* STATED GOAL *
Output every line below without omitting or altering anything.

* INFORMATION GIVEN *
• • • • • • •
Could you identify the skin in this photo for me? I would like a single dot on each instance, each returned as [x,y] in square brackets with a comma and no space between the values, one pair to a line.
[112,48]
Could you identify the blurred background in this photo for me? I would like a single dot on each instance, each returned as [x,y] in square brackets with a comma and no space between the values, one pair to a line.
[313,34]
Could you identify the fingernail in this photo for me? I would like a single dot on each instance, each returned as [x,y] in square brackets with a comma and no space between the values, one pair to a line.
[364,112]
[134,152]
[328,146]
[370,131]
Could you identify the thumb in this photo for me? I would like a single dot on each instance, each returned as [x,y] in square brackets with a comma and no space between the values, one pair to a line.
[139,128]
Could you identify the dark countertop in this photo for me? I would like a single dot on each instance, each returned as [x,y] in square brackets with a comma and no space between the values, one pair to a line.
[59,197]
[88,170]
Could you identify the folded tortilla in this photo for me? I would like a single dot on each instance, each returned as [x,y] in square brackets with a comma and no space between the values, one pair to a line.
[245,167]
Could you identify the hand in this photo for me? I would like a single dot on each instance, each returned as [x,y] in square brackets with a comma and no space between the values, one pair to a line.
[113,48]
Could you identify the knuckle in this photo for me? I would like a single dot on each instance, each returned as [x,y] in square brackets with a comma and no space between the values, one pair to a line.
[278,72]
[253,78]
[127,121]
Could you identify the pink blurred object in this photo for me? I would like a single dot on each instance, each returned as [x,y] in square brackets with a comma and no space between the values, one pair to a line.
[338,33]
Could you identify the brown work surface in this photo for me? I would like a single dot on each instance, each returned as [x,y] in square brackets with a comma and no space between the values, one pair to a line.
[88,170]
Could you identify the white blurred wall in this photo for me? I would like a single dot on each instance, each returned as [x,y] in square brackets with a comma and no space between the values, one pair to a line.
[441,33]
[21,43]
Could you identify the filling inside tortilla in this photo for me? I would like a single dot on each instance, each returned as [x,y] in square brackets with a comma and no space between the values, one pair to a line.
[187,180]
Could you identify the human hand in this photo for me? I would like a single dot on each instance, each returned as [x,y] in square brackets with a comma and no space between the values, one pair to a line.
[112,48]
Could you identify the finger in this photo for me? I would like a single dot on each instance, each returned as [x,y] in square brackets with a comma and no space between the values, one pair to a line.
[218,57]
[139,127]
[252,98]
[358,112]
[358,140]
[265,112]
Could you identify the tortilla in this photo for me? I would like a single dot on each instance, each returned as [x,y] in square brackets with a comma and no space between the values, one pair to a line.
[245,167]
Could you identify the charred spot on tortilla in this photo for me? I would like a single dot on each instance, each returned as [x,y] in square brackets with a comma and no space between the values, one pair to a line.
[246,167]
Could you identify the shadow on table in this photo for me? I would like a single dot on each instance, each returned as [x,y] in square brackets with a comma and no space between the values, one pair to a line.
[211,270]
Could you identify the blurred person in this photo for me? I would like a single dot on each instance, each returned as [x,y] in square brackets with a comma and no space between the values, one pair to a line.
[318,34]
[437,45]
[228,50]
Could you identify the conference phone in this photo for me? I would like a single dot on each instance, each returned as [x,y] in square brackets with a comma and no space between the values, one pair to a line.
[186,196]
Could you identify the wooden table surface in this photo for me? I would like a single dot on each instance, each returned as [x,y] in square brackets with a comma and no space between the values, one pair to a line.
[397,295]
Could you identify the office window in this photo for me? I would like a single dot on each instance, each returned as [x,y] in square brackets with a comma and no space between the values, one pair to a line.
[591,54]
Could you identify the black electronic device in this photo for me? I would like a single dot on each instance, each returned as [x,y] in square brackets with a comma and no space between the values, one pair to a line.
• • • • • • •
* ANSWER FOR THE TASK *
Could you identify the skin in this photo for me? I would like a single dot on each instance, each returned as [x,y] in square brackets with a comma and no space between the values, one pair to a line.
[112,48]
Could you identify the blurred background in this photo for me? I would like a single dot on each instance, each returned as [x,y] in square brackets with a comma and no space between the values, one pair to a line.
[313,34]
Could you identify the fingernail in this photo for me? I would like a single dot on each instance, each returned as [x,y] in square brackets with a comma and no space between the values, one pair to a line.
[364,112]
[134,152]
[328,146]
[370,131]
Could you identify the thumb in this photo for me? I would like a single dot on each instance, each returned as [x,y] in square brackets with a comma and no space between the values, one pair to a line.
[139,128]
Could you identify the dark countertop in this photo for me? I would like a single dot on each instance, each returned as [x,y] in square brackets with a comma and no space between the values, one pair to a line.
[59,197]
[88,170]
Could you identify the folded tortilla in this photo for me? I would like a single dot on each instance, each returned as [x,y] in square brackets with a comma and no space between the values, one pair to a line.
[245,167]
Could you identify the hand in this photo for me? I would like a single dot on each instance, each returned as [x,y] in square brackets with a comma and no space between the values, one pair to a line.
[113,48]
Could you identify the knuckle in this photo for me? I would like a single dot on each instance, each returned as [x,y] in square brackets with a comma and no space between the values, one pair to a line.
[278,72]
[253,78]
[127,121]
Could you identify the pink blurred object in this photo for me? I would like a single dot on each instance, each returned as [x,y] in square brackets with a comma and no space between the values, one pair to a line.
[338,33]
Could you identify the brown work surface in this photo for me? I would like a single dot on each instance, each returned as [x,y] in square brackets with a comma and no space between the values, one pair to a line.
[88,170]
Could you identify the white blurred wall in this photo for me? I would like a single dot on each instance, each returned as [x,y] in square brackets with a comma and no space between the values, one pair to a line.
[441,33]
[21,43]
Could you identify the filling inside tortilla in this photo for me? I would like a single dot on each instance, each returned as [x,y] in square brackets with a comma and no space between the values, one pair to a line.
[187,180]
Could you identify the human hand in this photo for me? I would like a single dot on each instance, each returned as [x,y] in square brackets with a comma and no space between the values, one pair to a line.
[112,48]
Could you identify the finger in this photo for me? I would like a single dot on each instance, each returned as [x,y] in square brackets with a comma and no space between the values, one pair to a line.
[218,57]
[139,127]
[252,98]
[358,112]
[358,140]
[265,112]
Could you identify the tortilla in this photo for me? I would like a single dot on each instance, each returned as [x,y] in square brackets with a comma and no space between the values, one pair to a line.
[245,167]
Could you identify the charred spot on tortilla in this photo for me? I would like a single dot on each instance, each returned as [x,y] in square brackets with a comma and no space between the values, one pair to a line.
[246,167]
Could you identify the shadow on table in this photo for me? I would like a single dot on each instance, each returned as [x,y] in square brackets with a comma and no space between the values, one pair to a line.
[211,270]
Could you identify the blurred person in this photo for me? I would like a single dot on each instance, each returned as [x,y] in square brackets with a comma and no space between the values, one pair to a line.
[318,34]
[437,45]
[228,50]
Could you identify the conference phone in this photo for me? I would like a single dot on each instance, each returned as [x,y] in square brackets with a comma and no space between the values, one pair to a line.
[186,196]
Could you identify the wooden table surface in this photo for me? I would like a single dot on each instance, each returned as [x,y] in square brackets with a comma and no space between the values, one pair to a line.
[397,295]
Could you identify the office window in this photo for me? I would like a single dot on each instance, each returned as [x,y] in square brackets with a comma and no space between the values, one pair to a line.
[591,54]
Could you identify the black electronic device in this photo for me? I would like a single dot on each instance, each returned as [x,y] in square brackets with a comma and no space between the values, one pair to a line.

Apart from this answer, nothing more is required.